- **WORK REQUIRED**
Can you find every line in the records below that contains the string "officer" and copy each one out? Matches must have the same uppercase and lowercase letters.

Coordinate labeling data
============================================================

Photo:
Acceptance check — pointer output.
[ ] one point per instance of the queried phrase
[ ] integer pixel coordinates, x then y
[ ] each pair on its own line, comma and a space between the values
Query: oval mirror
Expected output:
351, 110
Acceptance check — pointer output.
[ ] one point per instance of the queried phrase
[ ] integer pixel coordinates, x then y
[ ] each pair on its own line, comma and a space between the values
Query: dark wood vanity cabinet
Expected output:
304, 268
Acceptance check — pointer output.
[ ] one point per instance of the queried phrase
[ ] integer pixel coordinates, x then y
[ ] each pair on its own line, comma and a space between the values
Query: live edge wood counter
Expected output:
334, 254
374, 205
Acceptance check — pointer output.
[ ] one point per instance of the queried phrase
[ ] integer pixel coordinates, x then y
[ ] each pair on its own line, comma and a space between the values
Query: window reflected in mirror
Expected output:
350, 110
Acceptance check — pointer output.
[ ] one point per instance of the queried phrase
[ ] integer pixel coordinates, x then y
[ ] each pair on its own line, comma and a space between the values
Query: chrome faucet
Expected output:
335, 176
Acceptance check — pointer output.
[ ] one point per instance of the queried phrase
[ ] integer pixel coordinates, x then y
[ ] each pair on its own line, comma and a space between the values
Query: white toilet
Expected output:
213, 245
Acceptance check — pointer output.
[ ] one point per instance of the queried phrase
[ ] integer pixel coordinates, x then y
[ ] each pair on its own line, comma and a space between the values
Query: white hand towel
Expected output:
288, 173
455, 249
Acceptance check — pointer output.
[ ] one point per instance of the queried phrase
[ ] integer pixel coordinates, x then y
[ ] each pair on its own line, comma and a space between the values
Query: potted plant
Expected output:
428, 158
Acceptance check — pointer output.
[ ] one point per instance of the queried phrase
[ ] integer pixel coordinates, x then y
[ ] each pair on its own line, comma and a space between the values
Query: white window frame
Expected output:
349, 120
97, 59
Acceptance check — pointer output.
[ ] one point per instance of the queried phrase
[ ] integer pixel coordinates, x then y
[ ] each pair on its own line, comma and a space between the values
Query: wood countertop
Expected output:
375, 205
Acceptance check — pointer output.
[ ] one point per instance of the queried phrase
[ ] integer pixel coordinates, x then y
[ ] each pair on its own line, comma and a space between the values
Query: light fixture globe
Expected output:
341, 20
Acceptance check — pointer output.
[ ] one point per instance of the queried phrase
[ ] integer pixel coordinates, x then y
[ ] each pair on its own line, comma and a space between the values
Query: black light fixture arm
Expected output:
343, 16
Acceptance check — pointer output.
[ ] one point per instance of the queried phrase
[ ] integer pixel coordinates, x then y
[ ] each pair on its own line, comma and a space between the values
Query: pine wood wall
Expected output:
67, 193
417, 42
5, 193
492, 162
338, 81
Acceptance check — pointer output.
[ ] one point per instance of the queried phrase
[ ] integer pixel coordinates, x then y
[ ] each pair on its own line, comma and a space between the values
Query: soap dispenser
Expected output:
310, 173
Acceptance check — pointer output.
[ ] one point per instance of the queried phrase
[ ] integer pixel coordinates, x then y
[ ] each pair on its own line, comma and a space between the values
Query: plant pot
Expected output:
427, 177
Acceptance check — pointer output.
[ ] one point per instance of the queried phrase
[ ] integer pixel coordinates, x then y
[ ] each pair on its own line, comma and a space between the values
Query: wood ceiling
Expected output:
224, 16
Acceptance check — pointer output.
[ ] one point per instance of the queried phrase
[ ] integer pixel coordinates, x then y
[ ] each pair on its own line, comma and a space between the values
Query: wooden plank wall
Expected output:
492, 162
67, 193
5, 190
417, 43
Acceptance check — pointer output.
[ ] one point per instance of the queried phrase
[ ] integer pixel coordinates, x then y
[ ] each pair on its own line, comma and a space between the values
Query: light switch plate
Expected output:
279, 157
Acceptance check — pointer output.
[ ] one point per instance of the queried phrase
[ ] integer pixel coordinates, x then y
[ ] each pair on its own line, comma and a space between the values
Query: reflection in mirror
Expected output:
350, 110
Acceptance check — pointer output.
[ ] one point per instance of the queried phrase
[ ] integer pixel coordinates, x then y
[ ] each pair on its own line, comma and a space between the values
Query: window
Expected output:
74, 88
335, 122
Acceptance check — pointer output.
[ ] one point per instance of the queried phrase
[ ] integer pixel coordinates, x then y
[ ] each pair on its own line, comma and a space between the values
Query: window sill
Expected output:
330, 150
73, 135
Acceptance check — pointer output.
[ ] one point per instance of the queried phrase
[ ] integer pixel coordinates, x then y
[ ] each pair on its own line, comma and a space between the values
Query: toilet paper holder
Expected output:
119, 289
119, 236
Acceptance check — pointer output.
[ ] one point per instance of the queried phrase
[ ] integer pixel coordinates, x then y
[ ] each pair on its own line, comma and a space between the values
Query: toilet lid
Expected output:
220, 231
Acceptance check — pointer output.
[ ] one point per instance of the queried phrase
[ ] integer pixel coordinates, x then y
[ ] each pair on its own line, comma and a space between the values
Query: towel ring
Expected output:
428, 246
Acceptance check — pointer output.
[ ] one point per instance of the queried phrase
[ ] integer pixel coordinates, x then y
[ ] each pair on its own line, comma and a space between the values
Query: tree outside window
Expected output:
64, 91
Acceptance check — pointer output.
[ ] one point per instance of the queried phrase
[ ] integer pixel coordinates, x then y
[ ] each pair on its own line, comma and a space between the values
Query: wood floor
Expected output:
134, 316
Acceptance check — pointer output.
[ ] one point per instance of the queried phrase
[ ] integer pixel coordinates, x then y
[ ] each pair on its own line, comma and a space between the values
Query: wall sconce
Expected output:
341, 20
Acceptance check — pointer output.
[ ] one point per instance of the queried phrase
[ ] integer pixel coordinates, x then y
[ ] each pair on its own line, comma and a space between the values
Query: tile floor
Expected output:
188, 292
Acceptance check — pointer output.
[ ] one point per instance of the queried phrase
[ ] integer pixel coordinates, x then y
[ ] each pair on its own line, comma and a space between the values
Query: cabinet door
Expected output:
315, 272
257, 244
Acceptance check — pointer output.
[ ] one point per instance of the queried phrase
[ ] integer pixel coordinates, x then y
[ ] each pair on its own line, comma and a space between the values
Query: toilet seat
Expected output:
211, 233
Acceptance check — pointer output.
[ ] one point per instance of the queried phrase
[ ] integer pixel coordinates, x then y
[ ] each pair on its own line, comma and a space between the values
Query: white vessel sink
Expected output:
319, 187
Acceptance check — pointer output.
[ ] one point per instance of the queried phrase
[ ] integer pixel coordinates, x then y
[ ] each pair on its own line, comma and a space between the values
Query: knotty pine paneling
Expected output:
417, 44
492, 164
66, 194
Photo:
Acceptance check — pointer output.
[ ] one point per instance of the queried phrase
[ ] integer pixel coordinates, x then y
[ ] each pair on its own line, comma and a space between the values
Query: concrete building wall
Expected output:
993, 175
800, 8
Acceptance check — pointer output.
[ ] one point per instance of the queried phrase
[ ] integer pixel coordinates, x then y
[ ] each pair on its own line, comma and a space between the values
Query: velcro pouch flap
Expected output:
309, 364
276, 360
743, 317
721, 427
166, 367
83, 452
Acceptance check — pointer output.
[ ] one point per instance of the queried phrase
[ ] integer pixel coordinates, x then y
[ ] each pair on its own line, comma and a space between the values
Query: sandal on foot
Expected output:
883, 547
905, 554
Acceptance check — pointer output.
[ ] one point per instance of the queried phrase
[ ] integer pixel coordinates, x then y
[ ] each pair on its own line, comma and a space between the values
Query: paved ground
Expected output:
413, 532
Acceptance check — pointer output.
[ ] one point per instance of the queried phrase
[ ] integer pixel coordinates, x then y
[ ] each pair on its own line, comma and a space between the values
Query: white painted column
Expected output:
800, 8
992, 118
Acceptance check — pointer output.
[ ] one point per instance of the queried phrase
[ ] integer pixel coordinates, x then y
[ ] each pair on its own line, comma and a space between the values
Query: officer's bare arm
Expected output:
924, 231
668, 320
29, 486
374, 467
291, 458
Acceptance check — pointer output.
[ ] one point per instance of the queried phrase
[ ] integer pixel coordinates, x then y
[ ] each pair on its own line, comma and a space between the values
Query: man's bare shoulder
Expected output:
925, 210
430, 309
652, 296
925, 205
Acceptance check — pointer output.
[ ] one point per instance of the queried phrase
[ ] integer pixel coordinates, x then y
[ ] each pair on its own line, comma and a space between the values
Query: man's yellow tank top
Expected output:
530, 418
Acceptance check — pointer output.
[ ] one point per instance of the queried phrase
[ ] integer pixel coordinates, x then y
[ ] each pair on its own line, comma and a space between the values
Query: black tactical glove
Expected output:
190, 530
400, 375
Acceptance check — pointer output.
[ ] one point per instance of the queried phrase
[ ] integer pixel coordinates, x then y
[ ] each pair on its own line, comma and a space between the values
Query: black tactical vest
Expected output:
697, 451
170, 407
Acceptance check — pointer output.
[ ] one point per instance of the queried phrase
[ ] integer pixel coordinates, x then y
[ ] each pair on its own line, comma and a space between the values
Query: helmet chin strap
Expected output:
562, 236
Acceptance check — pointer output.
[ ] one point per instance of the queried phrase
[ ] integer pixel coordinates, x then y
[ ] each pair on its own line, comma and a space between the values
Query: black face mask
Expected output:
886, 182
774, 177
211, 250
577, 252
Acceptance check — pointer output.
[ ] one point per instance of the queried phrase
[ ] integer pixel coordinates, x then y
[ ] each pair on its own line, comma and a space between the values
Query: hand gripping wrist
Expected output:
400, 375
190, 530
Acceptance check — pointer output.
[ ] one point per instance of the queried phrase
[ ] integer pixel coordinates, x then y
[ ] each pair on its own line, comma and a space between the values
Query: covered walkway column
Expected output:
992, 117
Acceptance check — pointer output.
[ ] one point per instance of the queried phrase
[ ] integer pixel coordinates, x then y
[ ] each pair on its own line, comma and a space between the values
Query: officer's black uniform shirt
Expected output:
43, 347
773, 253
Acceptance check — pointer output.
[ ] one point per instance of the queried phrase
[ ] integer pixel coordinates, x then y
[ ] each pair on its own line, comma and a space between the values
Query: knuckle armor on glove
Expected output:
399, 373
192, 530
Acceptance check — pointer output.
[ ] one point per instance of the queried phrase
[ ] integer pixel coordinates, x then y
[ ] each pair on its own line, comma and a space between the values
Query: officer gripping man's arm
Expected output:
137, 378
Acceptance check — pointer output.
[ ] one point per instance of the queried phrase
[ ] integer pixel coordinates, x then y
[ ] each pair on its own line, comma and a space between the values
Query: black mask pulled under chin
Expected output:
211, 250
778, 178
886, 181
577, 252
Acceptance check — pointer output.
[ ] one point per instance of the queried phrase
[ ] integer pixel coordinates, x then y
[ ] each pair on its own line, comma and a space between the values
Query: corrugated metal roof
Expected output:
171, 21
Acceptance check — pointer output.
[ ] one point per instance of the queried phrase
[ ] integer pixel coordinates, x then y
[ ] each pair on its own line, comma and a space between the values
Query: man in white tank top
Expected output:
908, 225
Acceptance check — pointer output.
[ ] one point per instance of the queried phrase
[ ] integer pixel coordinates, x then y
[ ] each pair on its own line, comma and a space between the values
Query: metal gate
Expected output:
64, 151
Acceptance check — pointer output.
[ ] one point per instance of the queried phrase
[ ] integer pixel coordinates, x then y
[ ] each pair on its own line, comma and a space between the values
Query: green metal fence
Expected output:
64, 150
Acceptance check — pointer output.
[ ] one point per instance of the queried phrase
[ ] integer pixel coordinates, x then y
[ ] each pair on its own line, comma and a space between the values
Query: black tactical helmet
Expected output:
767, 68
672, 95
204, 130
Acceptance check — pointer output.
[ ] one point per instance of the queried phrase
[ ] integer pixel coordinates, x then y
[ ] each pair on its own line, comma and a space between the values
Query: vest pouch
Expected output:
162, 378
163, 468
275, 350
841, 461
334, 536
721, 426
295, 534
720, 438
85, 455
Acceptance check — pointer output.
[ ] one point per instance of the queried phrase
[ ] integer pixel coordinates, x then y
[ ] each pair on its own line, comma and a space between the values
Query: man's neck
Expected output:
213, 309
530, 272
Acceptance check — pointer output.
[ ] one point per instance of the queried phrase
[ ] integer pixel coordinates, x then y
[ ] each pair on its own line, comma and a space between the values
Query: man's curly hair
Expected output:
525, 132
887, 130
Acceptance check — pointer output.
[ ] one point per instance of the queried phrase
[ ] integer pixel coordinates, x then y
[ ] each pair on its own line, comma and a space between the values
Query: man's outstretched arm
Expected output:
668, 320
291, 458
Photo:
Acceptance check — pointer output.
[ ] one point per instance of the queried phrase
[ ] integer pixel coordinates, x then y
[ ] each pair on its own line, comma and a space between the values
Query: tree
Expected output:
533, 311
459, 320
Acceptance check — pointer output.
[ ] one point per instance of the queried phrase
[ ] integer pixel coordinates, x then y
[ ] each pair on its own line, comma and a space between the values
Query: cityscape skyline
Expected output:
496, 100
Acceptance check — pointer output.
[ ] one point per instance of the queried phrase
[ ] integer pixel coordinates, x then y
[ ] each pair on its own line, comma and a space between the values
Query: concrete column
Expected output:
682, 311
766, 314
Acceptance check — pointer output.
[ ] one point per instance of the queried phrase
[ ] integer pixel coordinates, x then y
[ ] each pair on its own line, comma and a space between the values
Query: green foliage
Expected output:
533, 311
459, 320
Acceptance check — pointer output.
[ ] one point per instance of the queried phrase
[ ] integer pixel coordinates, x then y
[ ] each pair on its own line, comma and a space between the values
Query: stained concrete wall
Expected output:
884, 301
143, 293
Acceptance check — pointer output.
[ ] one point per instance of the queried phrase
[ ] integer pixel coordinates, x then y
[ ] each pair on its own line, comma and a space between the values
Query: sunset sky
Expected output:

============================================================

- **REPLY TO THE EXERCISE**
Query: officer's bare arm
Query: officer's black uniform shirt
Query: officer gripping man's arm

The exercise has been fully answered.